Work instruction: Transcribe every record below word for word.

Stored items from a collection:
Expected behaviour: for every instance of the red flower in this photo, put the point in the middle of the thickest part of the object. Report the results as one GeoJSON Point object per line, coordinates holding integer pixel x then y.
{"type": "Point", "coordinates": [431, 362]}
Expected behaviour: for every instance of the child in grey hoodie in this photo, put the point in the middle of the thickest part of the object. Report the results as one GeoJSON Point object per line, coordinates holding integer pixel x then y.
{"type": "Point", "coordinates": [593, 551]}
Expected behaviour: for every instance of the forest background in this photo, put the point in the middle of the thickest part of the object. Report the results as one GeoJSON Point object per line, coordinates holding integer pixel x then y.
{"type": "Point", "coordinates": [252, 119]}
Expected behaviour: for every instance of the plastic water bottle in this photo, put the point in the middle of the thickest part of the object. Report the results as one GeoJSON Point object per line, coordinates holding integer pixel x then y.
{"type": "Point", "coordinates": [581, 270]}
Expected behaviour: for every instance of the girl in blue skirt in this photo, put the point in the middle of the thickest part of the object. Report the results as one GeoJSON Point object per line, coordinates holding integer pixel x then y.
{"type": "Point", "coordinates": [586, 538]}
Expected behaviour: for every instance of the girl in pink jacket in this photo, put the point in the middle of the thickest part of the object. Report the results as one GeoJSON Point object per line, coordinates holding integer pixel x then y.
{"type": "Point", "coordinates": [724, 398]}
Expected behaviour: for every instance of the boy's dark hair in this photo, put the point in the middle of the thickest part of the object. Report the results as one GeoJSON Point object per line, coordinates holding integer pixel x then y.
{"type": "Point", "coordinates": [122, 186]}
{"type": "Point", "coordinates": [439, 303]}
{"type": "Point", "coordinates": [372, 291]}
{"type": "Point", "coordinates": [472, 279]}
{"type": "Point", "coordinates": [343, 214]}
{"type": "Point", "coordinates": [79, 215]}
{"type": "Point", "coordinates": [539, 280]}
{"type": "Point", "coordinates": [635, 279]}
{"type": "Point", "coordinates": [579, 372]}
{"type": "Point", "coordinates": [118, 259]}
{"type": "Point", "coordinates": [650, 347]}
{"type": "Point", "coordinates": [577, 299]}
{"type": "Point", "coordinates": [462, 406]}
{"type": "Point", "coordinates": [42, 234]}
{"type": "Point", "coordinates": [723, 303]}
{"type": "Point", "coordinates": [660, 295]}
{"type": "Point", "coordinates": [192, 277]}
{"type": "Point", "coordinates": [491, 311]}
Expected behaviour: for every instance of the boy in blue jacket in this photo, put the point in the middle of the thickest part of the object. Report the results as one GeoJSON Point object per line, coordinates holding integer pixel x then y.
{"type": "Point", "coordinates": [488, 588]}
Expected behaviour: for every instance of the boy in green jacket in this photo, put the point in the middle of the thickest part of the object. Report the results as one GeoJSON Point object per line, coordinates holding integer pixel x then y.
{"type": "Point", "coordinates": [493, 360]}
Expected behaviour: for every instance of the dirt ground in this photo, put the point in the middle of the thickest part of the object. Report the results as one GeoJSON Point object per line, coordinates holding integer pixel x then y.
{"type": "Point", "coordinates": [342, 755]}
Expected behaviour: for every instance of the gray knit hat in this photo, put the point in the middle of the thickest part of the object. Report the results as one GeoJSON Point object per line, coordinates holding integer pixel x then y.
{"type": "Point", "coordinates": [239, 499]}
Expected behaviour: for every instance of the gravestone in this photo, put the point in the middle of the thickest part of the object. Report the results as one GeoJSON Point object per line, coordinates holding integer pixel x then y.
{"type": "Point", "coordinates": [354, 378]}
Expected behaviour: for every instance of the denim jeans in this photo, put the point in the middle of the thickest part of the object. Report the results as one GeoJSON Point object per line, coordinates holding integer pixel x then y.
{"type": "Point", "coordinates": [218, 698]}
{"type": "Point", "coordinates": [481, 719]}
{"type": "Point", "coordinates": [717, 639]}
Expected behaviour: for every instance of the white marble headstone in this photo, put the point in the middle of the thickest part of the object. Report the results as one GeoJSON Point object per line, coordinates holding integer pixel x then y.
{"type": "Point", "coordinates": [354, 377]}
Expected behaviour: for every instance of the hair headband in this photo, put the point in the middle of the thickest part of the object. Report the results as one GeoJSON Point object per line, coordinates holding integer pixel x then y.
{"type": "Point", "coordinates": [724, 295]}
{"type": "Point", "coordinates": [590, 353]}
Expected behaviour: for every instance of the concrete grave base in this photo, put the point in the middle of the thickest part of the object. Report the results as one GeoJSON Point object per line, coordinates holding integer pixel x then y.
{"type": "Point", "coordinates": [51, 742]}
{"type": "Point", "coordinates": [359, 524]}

Answer box:
Expected behaviour: for every instance of the red flower in this photo, put the point in the middle of the thickest part of the object. Report the results as one GeoJSON Point object per line, coordinates holding integer pixel x then y.
{"type": "Point", "coordinates": [431, 362]}
Expected behaviour: for every instance of the child in grey hoodie in this photo, put the point in the middle of the thickest part of the object. Report the results as one GeoJSON Point object per line, coordinates holding integer pixel x then y.
{"type": "Point", "coordinates": [593, 551]}
Expected behaviour: for every instance of the forest background in this photo, put the point in the middle of the thickest part of the object. Report the results as one GeoJSON Point object per line, coordinates holding integer pixel x then y.
{"type": "Point", "coordinates": [252, 119]}
Expected behaviour: for every instance of the plastic water bottle in this photo, put the point in the middle of the thickest part of the object. Report the results as one GeoJSON Point object per line, coordinates holding integer pixel x then y.
{"type": "Point", "coordinates": [581, 270]}
Expected behaviour: for every instance of the girl in blue skirt in this photo, put the point in the middle of the thickest part of the object. Report the results as one GeoJSON Point object per line, coordinates holding integer pixel x then y.
{"type": "Point", "coordinates": [586, 538]}
Expected behaviour: for every instance of the girl in pink jacket in this photo, put the point in the middle of the thickest part of the object. Report the results as one GeoJSON Point object per line, coordinates holding integer pixel x then y.
{"type": "Point", "coordinates": [724, 398]}
Expected behaviour: for every instance of the boy's dark hair in this photo, put the point in the middle of the thickest part of the object. Report the results as one GeoJSON Point object per line, coordinates holding integer pixel x then y.
{"type": "Point", "coordinates": [122, 186]}
{"type": "Point", "coordinates": [439, 303]}
{"type": "Point", "coordinates": [372, 291]}
{"type": "Point", "coordinates": [472, 279]}
{"type": "Point", "coordinates": [343, 214]}
{"type": "Point", "coordinates": [79, 215]}
{"type": "Point", "coordinates": [539, 280]}
{"type": "Point", "coordinates": [635, 279]}
{"type": "Point", "coordinates": [579, 372]}
{"type": "Point", "coordinates": [118, 259]}
{"type": "Point", "coordinates": [650, 347]}
{"type": "Point", "coordinates": [577, 299]}
{"type": "Point", "coordinates": [462, 406]}
{"type": "Point", "coordinates": [42, 234]}
{"type": "Point", "coordinates": [723, 303]}
{"type": "Point", "coordinates": [660, 295]}
{"type": "Point", "coordinates": [192, 277]}
{"type": "Point", "coordinates": [491, 311]}
Expected behaviour: for every instance of the boy in blue jacket in this photo, put the point in the middle of the thickest part of the object. Report the results as one GeoJSON Point object per line, coordinates holding integer pixel x then y.
{"type": "Point", "coordinates": [488, 588]}
Expected behaviour: for every instance of the boy in green jacket in this photo, put the point in the middle of the thickest part of the object. Report the results as one GeoJSON Point object per line, coordinates holding integer pixel x then y.
{"type": "Point", "coordinates": [493, 360]}
Expected behaviour: for every instance of the dirt ground in this photo, put the point in the middle of the thickest part of the object. Report the results as one GeoJSON Point object per line, coordinates holding integer pixel x then y.
{"type": "Point", "coordinates": [342, 755]}
Expected behaviour: for every instance of the gray knit hat in this photo, put the point in the middle of the thickest part of the object. Report the results as one GeoJSON Point object per line, coordinates holding integer pixel x then y.
{"type": "Point", "coordinates": [239, 499]}
Expected behaviour: for every instance of the gravestone in this photo, put the point in the middle of the thickest part of the object. Report the results as one GeoJSON Point object per line, coordinates holding integer pixel x then y.
{"type": "Point", "coordinates": [354, 378]}
Expected behaviour: for every instance of the denim jeans in this photo, put the point in the middle of the thickest part of the object. Report the results as one GeoJSON Point object per line, coordinates holding integer pixel x then y.
{"type": "Point", "coordinates": [218, 698]}
{"type": "Point", "coordinates": [481, 719]}
{"type": "Point", "coordinates": [717, 639]}
Expected behaviour: for every instance of the white marble headstone in this photo, put the point in the middle of the thickest part of the object. Report the results as one GeoJSON Point object per line, coordinates holding integer pixel x then y.
{"type": "Point", "coordinates": [354, 377]}
Expected behaviour: for every instance of the hair headband in this photo, put the point in the middle of the thickest part of the object. Report the results as one GeoJSON Point object per line, coordinates holding integer pixel x then y.
{"type": "Point", "coordinates": [724, 295]}
{"type": "Point", "coordinates": [590, 353]}
Expected behaviour: for every instance of the concrete grave base in this photo, put the point in the middle of the thickest part of the object. Report the results as one GeoJSON Point object per line, coordinates holding integer pixel x then y.
{"type": "Point", "coordinates": [51, 742]}
{"type": "Point", "coordinates": [359, 524]}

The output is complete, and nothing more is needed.